§ Text block:

— Begin —

Then there are the Indians. The ones who trusted no white man and the ones who learned to trust the white man and live in peace. They lived on the land and believed we owe much to mother earth. Which is something I still believe in as well and probably we could learn a lot from their ways to increase our going green lives.

I remember visiting the Smokey Mountains and seeing the saloon, taking pictures with real live Indians, seeing a gun fight in the middle of the street, one complete with fake bullets, but as a kid they seemed real to me. I loved it and as a young girl wanted to live like a cowgirl.

The movies made me believe this was an amazing life. Times were simpler and people often came to one another’s aide to mend what needed to be mended to insure the Wild West life continued.

Ah, such a wonderful thought. That is until I think about the items they didn’t have. No indoor plumbing. That’s a big one for me (who remembers her grandmother’s farm having an outside shower and oh yes, an outhouse).

Traveling to visit a friend could take days or even a week. Rough terrain complete with robbers, Indians who wanted scalps, and oh my god, snakes. I so don’t do snakes (sorry, different post). Washing your clothes wasn’t the easiest thing in the world either. After they made the soap (most often lye soap), they had to beat them against a rock or if they were lucky they had a board to beat them against, and then hang them in the sun to dry, all nice and…stiff.

So for me, yes, I still love the movies and the books that make it seem so romantic, but in reality I’ll take my internet, air condition/heating, and buying soap any ole day.

Now writing about them? That’s, as they say, a horse of a different color. Nothing seems impossible and the heroine is more than happy to cook over an open flame, scrub the floors, and still manage to float down the stairs in a beautiful dress to greet her man. The hero never seems to smell bad regardless of how much labor he’s done without the help of Arrid extra dry, and even if he does, she doesn’t notice. Nope she’s running to meet him and the kiss as the sun is setting behind them heats the night to beyond belief.

— End —

§ Tasks to perform:
(a) Summarize the blog post on Wild West life in two sentences.
(b) Carry the blog post on Wild West life forward from its last sentence.
The data are not needed for this work.

§ Extracted data:
— Begin —

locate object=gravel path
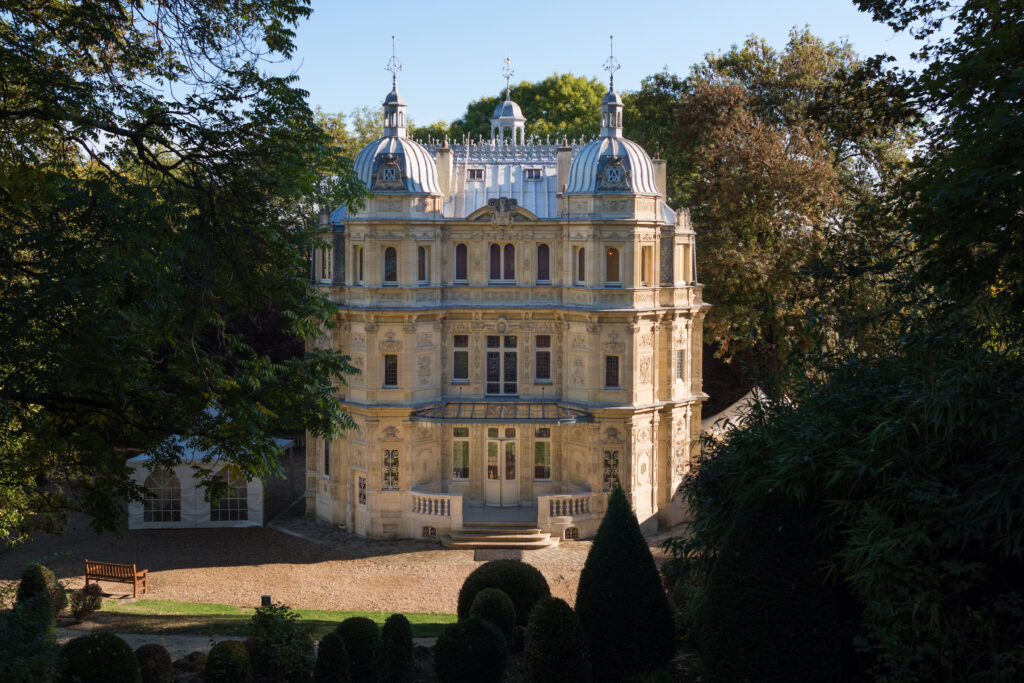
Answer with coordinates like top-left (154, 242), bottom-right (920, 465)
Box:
top-left (6, 499), bottom-right (688, 613)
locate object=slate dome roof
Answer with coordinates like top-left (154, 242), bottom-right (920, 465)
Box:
top-left (353, 136), bottom-right (441, 195)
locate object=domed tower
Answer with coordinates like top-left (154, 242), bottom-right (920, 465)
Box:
top-left (490, 57), bottom-right (526, 144)
top-left (353, 45), bottom-right (441, 196)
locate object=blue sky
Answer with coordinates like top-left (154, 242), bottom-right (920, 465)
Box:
top-left (275, 0), bottom-right (929, 126)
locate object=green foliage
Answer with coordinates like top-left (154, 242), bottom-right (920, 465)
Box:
top-left (624, 30), bottom-right (916, 379)
top-left (0, 0), bottom-right (365, 542)
top-left (456, 560), bottom-right (551, 627)
top-left (71, 584), bottom-right (103, 624)
top-left (252, 604), bottom-right (315, 681)
top-left (377, 614), bottom-right (416, 683)
top-left (0, 595), bottom-right (56, 683)
top-left (206, 640), bottom-right (251, 683)
top-left (449, 74), bottom-right (607, 143)
top-left (434, 616), bottom-right (507, 683)
top-left (337, 616), bottom-right (381, 683)
top-left (575, 486), bottom-right (676, 683)
top-left (698, 494), bottom-right (867, 683)
top-left (520, 598), bottom-right (591, 683)
top-left (14, 562), bottom-right (68, 616)
top-left (135, 643), bottom-right (174, 683)
top-left (677, 338), bottom-right (1024, 681)
top-left (313, 632), bottom-right (352, 683)
top-left (469, 588), bottom-right (516, 641)
top-left (54, 633), bottom-right (142, 683)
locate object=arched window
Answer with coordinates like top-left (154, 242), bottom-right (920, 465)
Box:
top-left (384, 247), bottom-right (398, 285)
top-left (210, 467), bottom-right (249, 522)
top-left (488, 245), bottom-right (515, 282)
top-left (537, 245), bottom-right (551, 283)
top-left (505, 245), bottom-right (515, 280)
top-left (604, 247), bottom-right (622, 285)
top-left (455, 245), bottom-right (469, 283)
top-left (416, 247), bottom-right (430, 285)
top-left (573, 247), bottom-right (587, 285)
top-left (142, 470), bottom-right (181, 522)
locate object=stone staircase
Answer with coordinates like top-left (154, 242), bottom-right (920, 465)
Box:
top-left (441, 522), bottom-right (558, 550)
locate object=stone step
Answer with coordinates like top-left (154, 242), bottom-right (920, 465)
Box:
top-left (441, 535), bottom-right (558, 550)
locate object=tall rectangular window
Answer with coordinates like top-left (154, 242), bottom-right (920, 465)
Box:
top-left (604, 355), bottom-right (620, 389)
top-left (452, 335), bottom-right (469, 382)
top-left (534, 335), bottom-right (551, 383)
top-left (452, 427), bottom-right (469, 479)
top-left (534, 427), bottom-right (551, 479)
top-left (384, 353), bottom-right (398, 388)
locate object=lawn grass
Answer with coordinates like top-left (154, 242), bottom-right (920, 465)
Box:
top-left (95, 599), bottom-right (457, 638)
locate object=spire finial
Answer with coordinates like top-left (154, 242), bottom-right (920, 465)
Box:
top-left (604, 36), bottom-right (621, 92)
top-left (502, 51), bottom-right (515, 100)
top-left (384, 36), bottom-right (401, 91)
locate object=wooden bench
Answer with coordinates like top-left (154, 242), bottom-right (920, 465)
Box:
top-left (85, 560), bottom-right (148, 598)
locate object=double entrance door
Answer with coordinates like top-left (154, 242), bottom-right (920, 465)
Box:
top-left (483, 427), bottom-right (519, 508)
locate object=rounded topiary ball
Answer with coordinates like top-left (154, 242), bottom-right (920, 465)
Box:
top-left (521, 598), bottom-right (591, 683)
top-left (377, 614), bottom-right (416, 683)
top-left (14, 562), bottom-right (68, 616)
top-left (335, 616), bottom-right (381, 683)
top-left (206, 640), bottom-right (253, 683)
top-left (313, 631), bottom-right (351, 683)
top-left (54, 633), bottom-right (142, 683)
top-left (434, 616), bottom-right (507, 683)
top-left (135, 643), bottom-right (174, 683)
top-left (469, 588), bottom-right (516, 640)
top-left (457, 560), bottom-right (551, 627)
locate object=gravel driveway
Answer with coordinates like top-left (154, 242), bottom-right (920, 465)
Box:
top-left (0, 504), bottom-right (684, 613)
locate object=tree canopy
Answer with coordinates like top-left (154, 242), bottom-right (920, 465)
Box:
top-left (625, 30), bottom-right (915, 382)
top-left (0, 0), bottom-right (364, 542)
top-left (449, 73), bottom-right (607, 142)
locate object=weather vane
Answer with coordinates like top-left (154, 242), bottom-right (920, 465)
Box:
top-left (604, 36), bottom-right (621, 90)
top-left (384, 36), bottom-right (401, 90)
top-left (502, 52), bottom-right (515, 99)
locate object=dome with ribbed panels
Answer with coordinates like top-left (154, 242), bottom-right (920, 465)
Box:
top-left (353, 136), bottom-right (441, 196)
top-left (565, 136), bottom-right (660, 196)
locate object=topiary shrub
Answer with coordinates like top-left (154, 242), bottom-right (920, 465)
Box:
top-left (697, 495), bottom-right (868, 682)
top-left (457, 560), bottom-right (551, 627)
top-left (434, 616), bottom-right (508, 683)
top-left (14, 562), bottom-right (68, 616)
top-left (575, 486), bottom-right (676, 683)
top-left (520, 598), bottom-right (591, 683)
top-left (206, 640), bottom-right (253, 683)
top-left (469, 588), bottom-right (516, 642)
top-left (250, 604), bottom-right (316, 681)
top-left (71, 584), bottom-right (103, 624)
top-left (335, 616), bottom-right (381, 683)
top-left (0, 595), bottom-right (56, 683)
top-left (313, 632), bottom-right (352, 683)
top-left (377, 614), bottom-right (415, 683)
top-left (55, 633), bottom-right (142, 683)
top-left (135, 643), bottom-right (174, 683)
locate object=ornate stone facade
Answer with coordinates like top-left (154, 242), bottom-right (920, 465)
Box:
top-left (306, 65), bottom-right (708, 538)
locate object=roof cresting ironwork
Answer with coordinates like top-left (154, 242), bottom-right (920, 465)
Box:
top-left (384, 36), bottom-right (401, 90)
top-left (604, 36), bottom-right (622, 92)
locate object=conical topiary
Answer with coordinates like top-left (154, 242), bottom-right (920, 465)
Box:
top-left (575, 486), bottom-right (676, 683)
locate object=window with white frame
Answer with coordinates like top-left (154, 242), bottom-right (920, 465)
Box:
top-left (534, 427), bottom-right (551, 480)
top-left (452, 335), bottom-right (469, 383)
top-left (452, 427), bottom-right (469, 479)
top-left (534, 335), bottom-right (551, 384)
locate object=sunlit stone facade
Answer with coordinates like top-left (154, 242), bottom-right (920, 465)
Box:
top-left (306, 68), bottom-right (708, 538)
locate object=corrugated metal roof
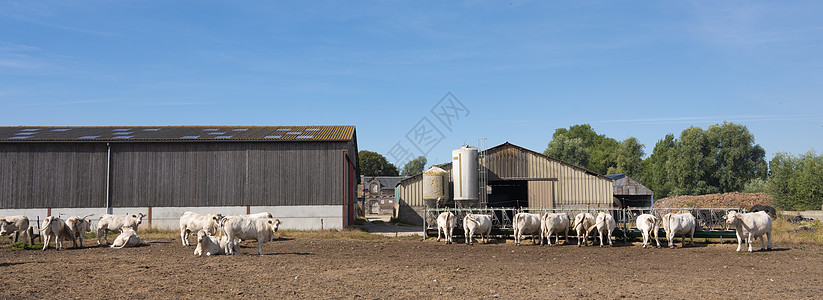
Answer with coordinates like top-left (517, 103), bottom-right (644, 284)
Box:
top-left (0, 126), bottom-right (354, 142)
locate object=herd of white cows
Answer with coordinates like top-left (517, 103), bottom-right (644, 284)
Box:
top-left (0, 212), bottom-right (281, 256)
top-left (437, 211), bottom-right (772, 252)
top-left (0, 211), bottom-right (772, 256)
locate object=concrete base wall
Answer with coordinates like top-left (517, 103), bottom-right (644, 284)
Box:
top-left (781, 210), bottom-right (823, 221)
top-left (0, 205), bottom-right (343, 230)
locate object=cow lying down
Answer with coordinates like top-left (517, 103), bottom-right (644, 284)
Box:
top-left (194, 231), bottom-right (232, 256)
top-left (109, 226), bottom-right (140, 249)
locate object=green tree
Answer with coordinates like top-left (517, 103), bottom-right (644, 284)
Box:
top-left (400, 155), bottom-right (427, 176)
top-left (543, 135), bottom-right (589, 168)
top-left (608, 137), bottom-right (646, 178)
top-left (357, 150), bottom-right (397, 176)
top-left (637, 133), bottom-right (677, 199)
top-left (544, 124), bottom-right (620, 174)
top-left (766, 150), bottom-right (823, 210)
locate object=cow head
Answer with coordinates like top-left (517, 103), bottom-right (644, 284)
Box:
top-left (0, 219), bottom-right (10, 235)
top-left (723, 210), bottom-right (743, 225)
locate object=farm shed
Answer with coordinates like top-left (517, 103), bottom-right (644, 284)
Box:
top-left (0, 126), bottom-right (358, 229)
top-left (606, 174), bottom-right (654, 208)
top-left (395, 142), bottom-right (613, 224)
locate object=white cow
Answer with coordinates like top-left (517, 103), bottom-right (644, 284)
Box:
top-left (572, 213), bottom-right (595, 247)
top-left (109, 226), bottom-right (140, 249)
top-left (463, 214), bottom-right (492, 245)
top-left (540, 213), bottom-right (569, 246)
top-left (194, 230), bottom-right (231, 256)
top-left (587, 211), bottom-right (617, 247)
top-left (0, 216), bottom-right (34, 245)
top-left (180, 211), bottom-right (223, 246)
top-left (66, 214), bottom-right (94, 248)
top-left (723, 211), bottom-right (772, 252)
top-left (663, 213), bottom-right (697, 248)
top-left (512, 213), bottom-right (541, 246)
top-left (437, 211), bottom-right (457, 244)
top-left (40, 216), bottom-right (74, 251)
top-left (635, 214), bottom-right (660, 248)
top-left (223, 216), bottom-right (281, 255)
top-left (97, 213), bottom-right (144, 244)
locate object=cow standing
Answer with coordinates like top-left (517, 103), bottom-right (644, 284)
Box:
top-left (223, 216), bottom-right (281, 255)
top-left (663, 213), bottom-right (697, 248)
top-left (512, 213), bottom-right (542, 246)
top-left (463, 214), bottom-right (492, 245)
top-left (572, 213), bottom-right (595, 247)
top-left (437, 211), bottom-right (457, 244)
top-left (66, 214), bottom-right (94, 248)
top-left (194, 230), bottom-right (229, 256)
top-left (40, 216), bottom-right (74, 251)
top-left (587, 211), bottom-right (617, 247)
top-left (0, 216), bottom-right (34, 245)
top-left (97, 213), bottom-right (144, 245)
top-left (723, 211), bottom-right (772, 252)
top-left (540, 213), bottom-right (569, 246)
top-left (635, 214), bottom-right (660, 248)
top-left (180, 211), bottom-right (223, 246)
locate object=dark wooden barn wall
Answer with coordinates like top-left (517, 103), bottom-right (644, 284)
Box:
top-left (112, 143), bottom-right (346, 207)
top-left (0, 143), bottom-right (107, 209)
top-left (0, 142), bottom-right (356, 209)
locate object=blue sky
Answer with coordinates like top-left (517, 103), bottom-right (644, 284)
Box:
top-left (0, 0), bottom-right (823, 165)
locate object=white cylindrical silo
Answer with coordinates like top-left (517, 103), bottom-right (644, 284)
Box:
top-left (423, 166), bottom-right (449, 207)
top-left (452, 145), bottom-right (478, 207)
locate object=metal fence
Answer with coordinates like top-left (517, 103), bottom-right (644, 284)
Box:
top-left (423, 206), bottom-right (746, 239)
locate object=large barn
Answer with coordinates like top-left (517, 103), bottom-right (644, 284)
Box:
top-left (395, 142), bottom-right (614, 223)
top-left (0, 126), bottom-right (359, 229)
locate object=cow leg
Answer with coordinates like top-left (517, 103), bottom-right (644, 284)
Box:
top-left (734, 231), bottom-right (743, 252)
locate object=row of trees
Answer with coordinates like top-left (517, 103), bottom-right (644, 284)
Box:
top-left (357, 150), bottom-right (427, 176)
top-left (543, 122), bottom-right (823, 209)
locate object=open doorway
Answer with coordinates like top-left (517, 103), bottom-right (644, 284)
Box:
top-left (488, 180), bottom-right (529, 208)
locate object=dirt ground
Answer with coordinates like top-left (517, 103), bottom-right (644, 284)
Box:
top-left (0, 237), bottom-right (823, 299)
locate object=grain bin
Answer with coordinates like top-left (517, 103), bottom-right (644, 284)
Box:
top-left (423, 166), bottom-right (449, 208)
top-left (452, 145), bottom-right (478, 207)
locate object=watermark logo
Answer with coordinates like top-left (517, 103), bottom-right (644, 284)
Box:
top-left (387, 92), bottom-right (470, 166)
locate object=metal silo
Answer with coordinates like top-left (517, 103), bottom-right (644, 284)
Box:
top-left (452, 145), bottom-right (478, 207)
top-left (423, 167), bottom-right (449, 208)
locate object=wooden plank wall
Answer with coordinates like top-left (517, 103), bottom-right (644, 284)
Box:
top-left (0, 143), bottom-right (107, 209)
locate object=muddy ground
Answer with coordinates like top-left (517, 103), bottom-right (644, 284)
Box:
top-left (0, 238), bottom-right (823, 299)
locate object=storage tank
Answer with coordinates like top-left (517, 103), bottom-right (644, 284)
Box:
top-left (452, 145), bottom-right (479, 207)
top-left (423, 166), bottom-right (449, 208)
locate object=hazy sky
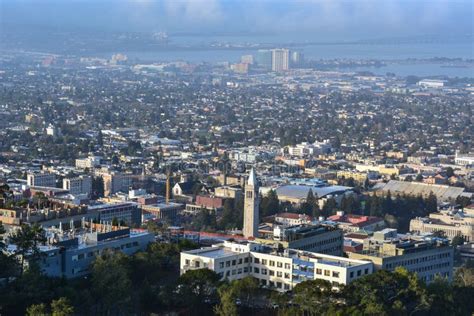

— End —

§ Results of the exercise:
(a) The writer loved the romantic picture of the Wild West from movies, books, and a childhood visit to the Smokey Mountains, but recalls hardships such as no indoor plumbing, long and dangerous travel, and laborious washing, and prefers the internet, air conditioning and heating, and buying soap. Writing about that era is another matter, since in fiction the heroine cooks, scrubs, and still floats down the stairs in a beautiful dress, while the hero never seems to smell bad.

(b)
Of course the stars lighting the night sky like a hundred thousand LED lights, while lightning bugs flitter around would make it beautiful. And really the scene in my head is so perfectly romantic.

Don’t get me wrong, I love the country, the wide open space, and seeing the sky without the aid of street lights. Traveling to town to buy groceries would be fine as long as I could get there within an hour or two and in an air conditioned truck. I would honestly trade my city life with that of more country if I could, but I’d still have the items we’ve come to love today.

What about you? Do you wish for the days of the cowboys or are you more of a citified person? 




8 Responses

  1. Ummm…both. I like the rural life. The air feels fresher, time slows down and there is something about the stars in the sky (so many!)

    But I don’t want to live the way they lived without the amenities. Not really. I like toilet paper and paper towels. I like dish washers and fancy ovens. I like deodorant and clean sheets. And, Lord knows I love the air conditioning and heater.

    So, I’m pretty citified, but I do appreciate the country life upon occasion.

  2. As long as I have the amenities, I’m all good with the country. 🙂

  3. I fall on a good inbetween line. I’m far enough out that there are NOT street lights messing with my night sky and close enough that I can drive to town (bout 30minutes there, 30back) for those needed items like soap.

  4. I live 10 miles from my mailbox.
    65 miles from the closest Wal-Mart.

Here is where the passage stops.